(Phrase grounding data)
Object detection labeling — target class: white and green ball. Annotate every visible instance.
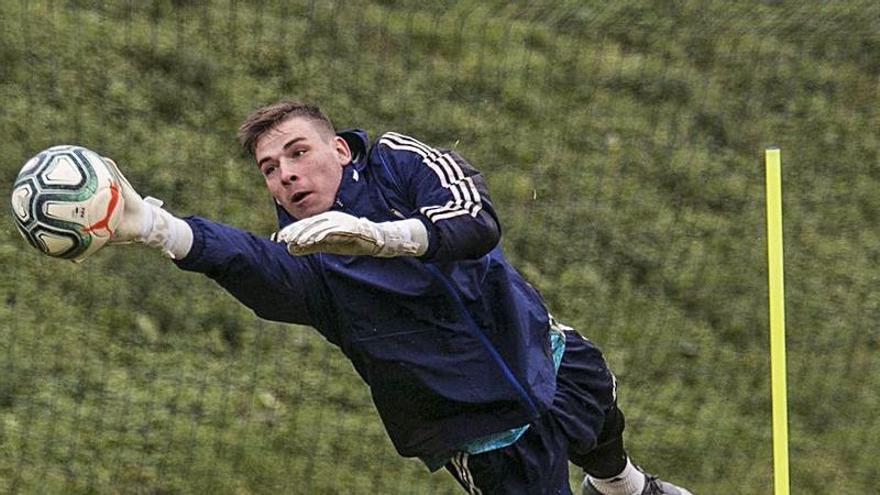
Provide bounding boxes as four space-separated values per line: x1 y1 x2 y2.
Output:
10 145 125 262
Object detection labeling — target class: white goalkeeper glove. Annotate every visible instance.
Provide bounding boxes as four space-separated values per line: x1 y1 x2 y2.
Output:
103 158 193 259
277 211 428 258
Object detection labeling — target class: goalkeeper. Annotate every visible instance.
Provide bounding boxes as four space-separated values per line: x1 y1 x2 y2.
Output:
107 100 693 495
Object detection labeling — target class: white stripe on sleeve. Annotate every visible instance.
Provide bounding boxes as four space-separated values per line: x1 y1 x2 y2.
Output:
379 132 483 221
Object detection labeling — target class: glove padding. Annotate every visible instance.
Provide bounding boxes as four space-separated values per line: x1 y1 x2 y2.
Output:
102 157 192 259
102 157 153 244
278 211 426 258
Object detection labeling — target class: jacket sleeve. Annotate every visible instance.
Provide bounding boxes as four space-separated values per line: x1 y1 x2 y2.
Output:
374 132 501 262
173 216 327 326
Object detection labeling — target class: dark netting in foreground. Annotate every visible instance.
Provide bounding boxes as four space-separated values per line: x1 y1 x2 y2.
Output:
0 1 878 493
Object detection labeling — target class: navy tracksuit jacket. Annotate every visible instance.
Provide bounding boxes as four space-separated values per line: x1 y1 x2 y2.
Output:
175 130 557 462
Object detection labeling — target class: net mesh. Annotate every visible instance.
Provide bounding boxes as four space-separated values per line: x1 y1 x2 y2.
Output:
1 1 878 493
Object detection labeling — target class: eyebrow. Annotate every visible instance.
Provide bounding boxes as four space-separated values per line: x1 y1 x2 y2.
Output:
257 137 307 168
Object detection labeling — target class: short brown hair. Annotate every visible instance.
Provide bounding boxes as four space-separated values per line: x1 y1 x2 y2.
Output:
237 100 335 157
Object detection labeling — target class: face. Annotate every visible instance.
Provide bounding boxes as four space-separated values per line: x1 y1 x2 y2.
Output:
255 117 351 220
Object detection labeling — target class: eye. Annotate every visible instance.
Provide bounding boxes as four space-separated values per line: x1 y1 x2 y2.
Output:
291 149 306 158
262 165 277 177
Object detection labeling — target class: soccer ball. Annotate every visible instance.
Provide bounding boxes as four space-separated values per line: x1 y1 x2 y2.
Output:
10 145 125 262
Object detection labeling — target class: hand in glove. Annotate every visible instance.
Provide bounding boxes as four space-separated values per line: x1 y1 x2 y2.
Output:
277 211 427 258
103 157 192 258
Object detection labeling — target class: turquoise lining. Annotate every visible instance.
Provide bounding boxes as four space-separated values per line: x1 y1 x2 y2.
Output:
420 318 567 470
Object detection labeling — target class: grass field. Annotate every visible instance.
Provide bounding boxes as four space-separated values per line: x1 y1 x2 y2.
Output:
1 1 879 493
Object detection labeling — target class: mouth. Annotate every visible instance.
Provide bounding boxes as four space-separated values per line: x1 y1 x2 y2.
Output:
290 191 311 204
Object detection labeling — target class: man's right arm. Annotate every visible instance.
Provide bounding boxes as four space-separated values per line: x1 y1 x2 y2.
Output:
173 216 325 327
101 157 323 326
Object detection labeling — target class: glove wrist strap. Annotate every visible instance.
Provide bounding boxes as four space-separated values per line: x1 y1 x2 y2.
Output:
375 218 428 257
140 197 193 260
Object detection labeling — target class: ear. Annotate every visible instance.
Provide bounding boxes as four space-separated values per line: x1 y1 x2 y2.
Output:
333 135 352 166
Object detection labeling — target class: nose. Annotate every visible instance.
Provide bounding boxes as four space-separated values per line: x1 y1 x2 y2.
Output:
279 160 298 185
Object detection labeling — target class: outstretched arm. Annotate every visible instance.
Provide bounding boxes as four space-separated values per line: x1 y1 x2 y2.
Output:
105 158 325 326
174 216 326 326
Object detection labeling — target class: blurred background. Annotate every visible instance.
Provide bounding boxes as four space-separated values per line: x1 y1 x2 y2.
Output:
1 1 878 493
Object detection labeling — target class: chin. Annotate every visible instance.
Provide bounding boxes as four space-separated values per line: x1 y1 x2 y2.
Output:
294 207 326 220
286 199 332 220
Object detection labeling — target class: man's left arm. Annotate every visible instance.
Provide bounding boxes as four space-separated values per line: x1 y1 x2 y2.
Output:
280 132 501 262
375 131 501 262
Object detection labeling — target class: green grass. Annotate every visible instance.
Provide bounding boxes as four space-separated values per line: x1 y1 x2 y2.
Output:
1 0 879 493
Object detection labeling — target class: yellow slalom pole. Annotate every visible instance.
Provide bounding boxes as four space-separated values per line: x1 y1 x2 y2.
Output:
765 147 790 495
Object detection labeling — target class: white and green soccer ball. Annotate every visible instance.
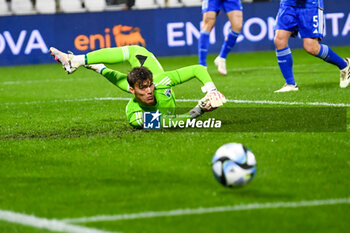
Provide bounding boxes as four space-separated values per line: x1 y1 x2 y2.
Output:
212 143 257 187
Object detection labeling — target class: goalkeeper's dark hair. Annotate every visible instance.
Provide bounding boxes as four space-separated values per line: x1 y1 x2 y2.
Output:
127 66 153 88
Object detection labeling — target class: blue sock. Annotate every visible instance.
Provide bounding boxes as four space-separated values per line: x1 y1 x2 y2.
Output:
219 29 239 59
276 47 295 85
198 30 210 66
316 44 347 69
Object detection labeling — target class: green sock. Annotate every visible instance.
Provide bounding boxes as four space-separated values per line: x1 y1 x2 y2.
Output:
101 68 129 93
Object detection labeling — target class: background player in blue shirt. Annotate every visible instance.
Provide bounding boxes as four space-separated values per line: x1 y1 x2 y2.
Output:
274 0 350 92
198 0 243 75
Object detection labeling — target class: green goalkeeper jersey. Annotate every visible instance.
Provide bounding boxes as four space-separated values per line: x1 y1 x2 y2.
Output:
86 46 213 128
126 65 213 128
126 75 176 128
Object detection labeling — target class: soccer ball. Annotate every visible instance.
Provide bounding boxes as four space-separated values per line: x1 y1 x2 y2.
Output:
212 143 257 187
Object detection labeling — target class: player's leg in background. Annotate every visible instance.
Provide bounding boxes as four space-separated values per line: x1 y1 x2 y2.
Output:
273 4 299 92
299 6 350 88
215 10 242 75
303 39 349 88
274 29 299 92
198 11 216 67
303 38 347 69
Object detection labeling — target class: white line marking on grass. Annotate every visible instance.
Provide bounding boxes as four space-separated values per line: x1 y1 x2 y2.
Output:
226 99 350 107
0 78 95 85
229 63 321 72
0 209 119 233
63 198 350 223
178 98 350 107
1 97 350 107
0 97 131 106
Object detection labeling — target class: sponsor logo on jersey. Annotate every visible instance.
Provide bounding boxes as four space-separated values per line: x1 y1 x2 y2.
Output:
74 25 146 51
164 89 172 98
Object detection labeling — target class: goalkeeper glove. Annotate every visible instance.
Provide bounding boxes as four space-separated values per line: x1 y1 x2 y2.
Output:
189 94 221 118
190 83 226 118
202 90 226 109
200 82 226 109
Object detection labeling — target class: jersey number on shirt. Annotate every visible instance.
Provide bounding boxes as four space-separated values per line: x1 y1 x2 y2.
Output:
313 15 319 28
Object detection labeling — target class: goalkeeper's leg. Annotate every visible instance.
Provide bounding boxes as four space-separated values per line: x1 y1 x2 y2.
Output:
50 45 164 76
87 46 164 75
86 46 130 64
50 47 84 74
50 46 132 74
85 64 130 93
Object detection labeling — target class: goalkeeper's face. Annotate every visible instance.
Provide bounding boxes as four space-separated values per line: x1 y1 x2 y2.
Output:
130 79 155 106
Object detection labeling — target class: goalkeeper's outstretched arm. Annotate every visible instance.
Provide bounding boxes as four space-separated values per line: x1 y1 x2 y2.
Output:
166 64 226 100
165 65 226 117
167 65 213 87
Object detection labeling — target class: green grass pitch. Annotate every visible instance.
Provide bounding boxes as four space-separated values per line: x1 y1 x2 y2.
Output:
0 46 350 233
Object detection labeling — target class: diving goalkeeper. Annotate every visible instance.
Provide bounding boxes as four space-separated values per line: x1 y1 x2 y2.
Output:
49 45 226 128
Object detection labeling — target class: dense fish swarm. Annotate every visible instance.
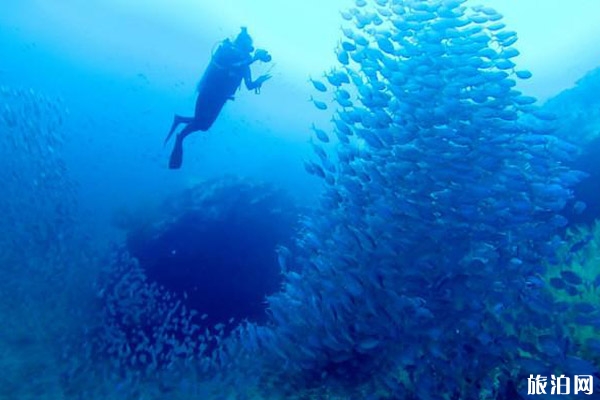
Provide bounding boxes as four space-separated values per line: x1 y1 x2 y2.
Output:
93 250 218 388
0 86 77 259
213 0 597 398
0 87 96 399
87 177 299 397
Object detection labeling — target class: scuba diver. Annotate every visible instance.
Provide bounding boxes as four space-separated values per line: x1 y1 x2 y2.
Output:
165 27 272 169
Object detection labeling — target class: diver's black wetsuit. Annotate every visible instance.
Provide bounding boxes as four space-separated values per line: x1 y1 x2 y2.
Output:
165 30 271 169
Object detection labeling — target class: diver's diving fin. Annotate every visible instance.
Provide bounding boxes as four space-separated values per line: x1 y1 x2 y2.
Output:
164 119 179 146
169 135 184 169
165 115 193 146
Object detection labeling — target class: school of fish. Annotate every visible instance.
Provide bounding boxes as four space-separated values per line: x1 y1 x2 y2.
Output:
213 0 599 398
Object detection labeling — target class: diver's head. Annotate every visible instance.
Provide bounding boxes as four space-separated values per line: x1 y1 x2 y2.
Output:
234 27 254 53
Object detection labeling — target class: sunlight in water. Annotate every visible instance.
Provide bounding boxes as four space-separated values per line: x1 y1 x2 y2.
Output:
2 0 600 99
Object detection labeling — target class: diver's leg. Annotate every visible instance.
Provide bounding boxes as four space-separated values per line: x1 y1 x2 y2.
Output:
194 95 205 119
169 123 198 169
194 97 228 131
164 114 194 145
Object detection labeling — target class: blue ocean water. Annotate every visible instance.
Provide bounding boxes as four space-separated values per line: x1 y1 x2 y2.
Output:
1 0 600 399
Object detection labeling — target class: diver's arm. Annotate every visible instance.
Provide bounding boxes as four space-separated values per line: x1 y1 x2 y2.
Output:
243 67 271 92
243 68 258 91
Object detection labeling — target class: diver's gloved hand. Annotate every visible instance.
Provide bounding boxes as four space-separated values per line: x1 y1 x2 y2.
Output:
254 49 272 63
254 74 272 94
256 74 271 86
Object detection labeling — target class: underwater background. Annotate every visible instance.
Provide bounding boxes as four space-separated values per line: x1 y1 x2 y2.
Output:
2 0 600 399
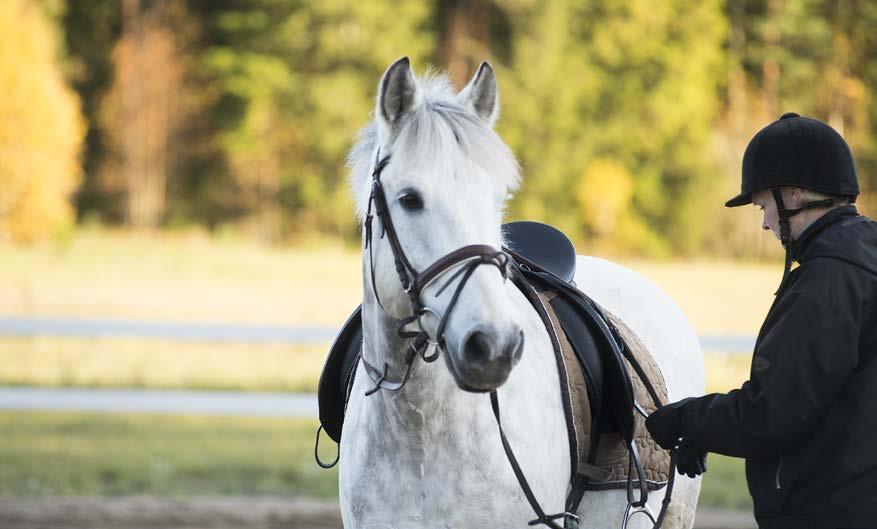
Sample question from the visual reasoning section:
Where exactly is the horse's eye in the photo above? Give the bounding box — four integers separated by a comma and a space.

### Your goal
Go through the records and tally the lines that include "blue". Write only the number.

### Answer to this exercise
3